_Text under study_:
-------------------------

Python class library to determine the diffusion coefficient of a time series using a Generalized Least Squares (GLS) minimization procedure, which accounts for the correlation of MSD data.
Please read and cite the reference: J. Bullerjahn, S. v. Bülow, G. Hummer, Optimal estimates of diffusion coeffcients from molecular dynamics simulations, Journal of Chemical Physics 153, 024116 (2020).
The input trajectory is analyzed as a whole and split into segments. For each segment, a quality factor Q is computed, indicating how well the trajectory fits a model of random diffusion with noise. The analysis is done for different time steps
import Dfit
res = Dfit.Dcov(m=20,fz='mytrajectory.dat',tmin=1,tmax=100,nseg=150)
res.run_Dfit()
res.analysis(tc=10)
res.finite_size_correction()
Required:
- fz (str): Filename of input trajectory. Format: Center-of-mass position x [y z ...] in nm. Each row corresponds to a timestep indicated in the optional argument
dt
. The number of columns determines the number of dimensions. Use no header. Separate columns by whitespace, no comma.
(NOTE: Alternatively, you can provide a list of input trajectories. The code will then treat these lists as copies of the same molecule in the same simulation [e.g. several water molecules, or several copies of the same protein in a dense protein solution, or several DOPC lipids...]. The individual trajectories will then not be segmented; instead, each individual trajectory will be treated as one segment of a long simulation. The resulting diffusion coefficient is then the mean across all segments.)
Optional:
- dt (float): Timestep [in ps] (default: 1.0).
- m (int): Number of MSD values to consider (default: 20).
- tmin (int): Minimum timestep (default: 1).
- tmax (int): Maximum timestep (default: 100).

-------------------------

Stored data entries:

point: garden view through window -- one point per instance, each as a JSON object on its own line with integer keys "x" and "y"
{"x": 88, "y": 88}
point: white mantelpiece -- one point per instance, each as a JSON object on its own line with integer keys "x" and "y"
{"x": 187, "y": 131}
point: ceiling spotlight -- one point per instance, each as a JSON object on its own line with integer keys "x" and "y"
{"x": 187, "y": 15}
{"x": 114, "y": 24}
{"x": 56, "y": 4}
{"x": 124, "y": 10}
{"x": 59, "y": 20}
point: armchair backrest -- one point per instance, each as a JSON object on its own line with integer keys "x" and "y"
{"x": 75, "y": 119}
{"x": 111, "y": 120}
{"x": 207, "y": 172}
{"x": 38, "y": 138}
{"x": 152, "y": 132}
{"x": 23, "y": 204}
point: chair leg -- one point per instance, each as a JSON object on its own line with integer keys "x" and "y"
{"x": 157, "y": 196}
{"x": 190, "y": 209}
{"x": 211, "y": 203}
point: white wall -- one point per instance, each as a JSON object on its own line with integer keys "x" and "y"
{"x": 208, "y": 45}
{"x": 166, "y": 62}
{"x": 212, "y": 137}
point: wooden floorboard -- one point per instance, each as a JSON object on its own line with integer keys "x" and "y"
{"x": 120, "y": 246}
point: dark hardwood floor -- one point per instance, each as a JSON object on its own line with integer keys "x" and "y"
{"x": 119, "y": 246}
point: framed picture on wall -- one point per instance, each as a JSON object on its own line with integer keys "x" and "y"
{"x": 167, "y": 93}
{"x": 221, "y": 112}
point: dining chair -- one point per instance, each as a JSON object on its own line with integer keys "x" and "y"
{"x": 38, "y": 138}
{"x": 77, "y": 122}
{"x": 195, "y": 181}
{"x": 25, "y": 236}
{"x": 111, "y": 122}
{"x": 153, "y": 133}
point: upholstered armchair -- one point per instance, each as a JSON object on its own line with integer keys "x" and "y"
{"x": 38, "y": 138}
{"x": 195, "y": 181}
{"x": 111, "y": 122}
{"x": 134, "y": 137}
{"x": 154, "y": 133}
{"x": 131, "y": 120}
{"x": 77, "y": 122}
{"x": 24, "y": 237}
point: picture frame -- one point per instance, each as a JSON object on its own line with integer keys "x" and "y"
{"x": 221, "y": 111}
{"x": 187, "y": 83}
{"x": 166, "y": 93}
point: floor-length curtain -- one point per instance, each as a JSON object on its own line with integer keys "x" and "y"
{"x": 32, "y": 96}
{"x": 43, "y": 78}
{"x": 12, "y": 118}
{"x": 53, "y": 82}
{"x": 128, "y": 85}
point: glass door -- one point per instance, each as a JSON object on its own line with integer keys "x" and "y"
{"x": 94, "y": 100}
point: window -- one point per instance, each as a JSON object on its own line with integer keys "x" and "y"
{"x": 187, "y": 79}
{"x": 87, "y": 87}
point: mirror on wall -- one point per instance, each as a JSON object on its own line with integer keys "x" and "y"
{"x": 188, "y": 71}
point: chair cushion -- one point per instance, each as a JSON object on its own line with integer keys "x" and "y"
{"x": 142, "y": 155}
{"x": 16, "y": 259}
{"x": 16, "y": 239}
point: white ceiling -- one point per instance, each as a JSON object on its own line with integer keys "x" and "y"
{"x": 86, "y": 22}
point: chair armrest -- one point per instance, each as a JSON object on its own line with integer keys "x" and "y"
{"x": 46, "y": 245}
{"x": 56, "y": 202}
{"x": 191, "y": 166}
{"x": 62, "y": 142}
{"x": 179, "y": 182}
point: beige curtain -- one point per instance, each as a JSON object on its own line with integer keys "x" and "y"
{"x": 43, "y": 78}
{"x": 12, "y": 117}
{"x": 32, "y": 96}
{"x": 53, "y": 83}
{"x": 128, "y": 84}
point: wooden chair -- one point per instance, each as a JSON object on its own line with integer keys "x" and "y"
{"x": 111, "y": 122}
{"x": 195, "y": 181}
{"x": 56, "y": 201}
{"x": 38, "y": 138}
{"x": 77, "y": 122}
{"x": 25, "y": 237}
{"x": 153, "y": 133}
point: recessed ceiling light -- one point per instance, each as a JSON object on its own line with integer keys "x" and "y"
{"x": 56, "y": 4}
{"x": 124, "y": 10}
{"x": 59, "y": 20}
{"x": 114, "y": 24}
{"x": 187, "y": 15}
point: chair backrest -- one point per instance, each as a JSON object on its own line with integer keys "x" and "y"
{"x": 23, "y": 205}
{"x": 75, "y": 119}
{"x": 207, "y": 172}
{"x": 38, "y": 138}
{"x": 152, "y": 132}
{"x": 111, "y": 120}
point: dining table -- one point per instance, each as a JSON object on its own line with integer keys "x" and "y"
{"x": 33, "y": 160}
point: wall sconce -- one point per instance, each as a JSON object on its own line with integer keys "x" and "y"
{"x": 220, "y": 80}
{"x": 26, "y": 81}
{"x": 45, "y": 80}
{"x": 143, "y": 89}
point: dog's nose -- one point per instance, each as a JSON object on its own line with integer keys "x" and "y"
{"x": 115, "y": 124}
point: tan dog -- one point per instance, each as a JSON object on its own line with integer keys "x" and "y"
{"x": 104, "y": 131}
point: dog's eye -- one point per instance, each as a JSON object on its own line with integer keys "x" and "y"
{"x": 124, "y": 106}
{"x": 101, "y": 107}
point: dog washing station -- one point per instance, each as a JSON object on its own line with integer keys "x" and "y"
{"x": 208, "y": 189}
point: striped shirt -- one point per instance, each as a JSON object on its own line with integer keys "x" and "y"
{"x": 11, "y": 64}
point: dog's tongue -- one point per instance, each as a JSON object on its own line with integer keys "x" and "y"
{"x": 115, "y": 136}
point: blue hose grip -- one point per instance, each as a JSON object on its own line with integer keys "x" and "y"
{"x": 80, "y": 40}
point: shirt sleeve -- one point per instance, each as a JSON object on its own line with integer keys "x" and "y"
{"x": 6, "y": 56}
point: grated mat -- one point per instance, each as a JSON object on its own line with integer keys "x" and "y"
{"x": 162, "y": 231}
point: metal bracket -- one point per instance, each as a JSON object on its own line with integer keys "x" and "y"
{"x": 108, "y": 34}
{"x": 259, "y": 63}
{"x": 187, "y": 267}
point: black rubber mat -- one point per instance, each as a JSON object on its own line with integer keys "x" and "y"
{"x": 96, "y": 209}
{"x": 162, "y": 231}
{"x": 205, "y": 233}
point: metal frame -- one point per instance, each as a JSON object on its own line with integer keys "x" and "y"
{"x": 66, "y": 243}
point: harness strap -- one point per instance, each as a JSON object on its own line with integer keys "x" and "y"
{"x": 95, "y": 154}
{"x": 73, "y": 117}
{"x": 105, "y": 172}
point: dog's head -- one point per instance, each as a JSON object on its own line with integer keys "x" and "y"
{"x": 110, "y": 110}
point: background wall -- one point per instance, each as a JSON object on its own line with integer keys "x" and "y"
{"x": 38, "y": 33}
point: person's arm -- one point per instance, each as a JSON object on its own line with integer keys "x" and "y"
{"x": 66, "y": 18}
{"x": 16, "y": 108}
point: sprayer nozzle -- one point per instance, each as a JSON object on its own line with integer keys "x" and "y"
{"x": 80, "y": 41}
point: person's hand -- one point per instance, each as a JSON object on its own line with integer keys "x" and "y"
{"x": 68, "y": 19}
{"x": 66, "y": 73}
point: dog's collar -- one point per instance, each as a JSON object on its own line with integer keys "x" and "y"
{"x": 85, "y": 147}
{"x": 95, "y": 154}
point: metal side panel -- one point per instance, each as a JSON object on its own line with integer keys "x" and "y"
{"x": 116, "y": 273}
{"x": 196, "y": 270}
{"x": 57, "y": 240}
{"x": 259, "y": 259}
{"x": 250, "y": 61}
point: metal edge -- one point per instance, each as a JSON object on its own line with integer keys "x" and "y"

-------------------------

_What you will do_:
[a] Please state whether each statement agrees with the Dfit library description, answering yes or no and quoting the words of the description that settle it.
(i) The default timestep is 1.0 ps.
(ii) Columns in the input trajectory file should be separated by commas.
(iii) When a list of input trajectories is given, each individual trajectory is split into segments.
[b] Print the part of the Dfit library description starting at "res.finite_size_correction()" and ending at "across all segments.)".

_Solutions to each task_:
[a]
(i) Yes: "Timestep [in ps] (default: 1.0)."
(ii) No: "Separate columns by whitespace, no comma."
(iii) No: "The individual trajectories will then not be segmented"

[b]
res.finite_size_correction()
Required:
- fz (str): Filename of input trajectory. Format: Center-of-mass position x [y z ...] in nm. Each row corresponds to a timestep indicated in the optional argument
dt
. The number of columns determines the number of dimensions. Use no header. Separate columns by whitespace, no comma.
(NOTE: Alternatively, you can provide a list of input trajectories. The code will then treat these lists as copies of the same molecule in the same simulation [e.g. several water molecules, or several copies of the same protein in a dense protein solution, or several DOPC lipids...]. The individual trajectories will then not be segmented; instead, each individual trajectory will be treated as one segment of a long simulation. The resulting diffusion coefficient is then the mean across all segments.)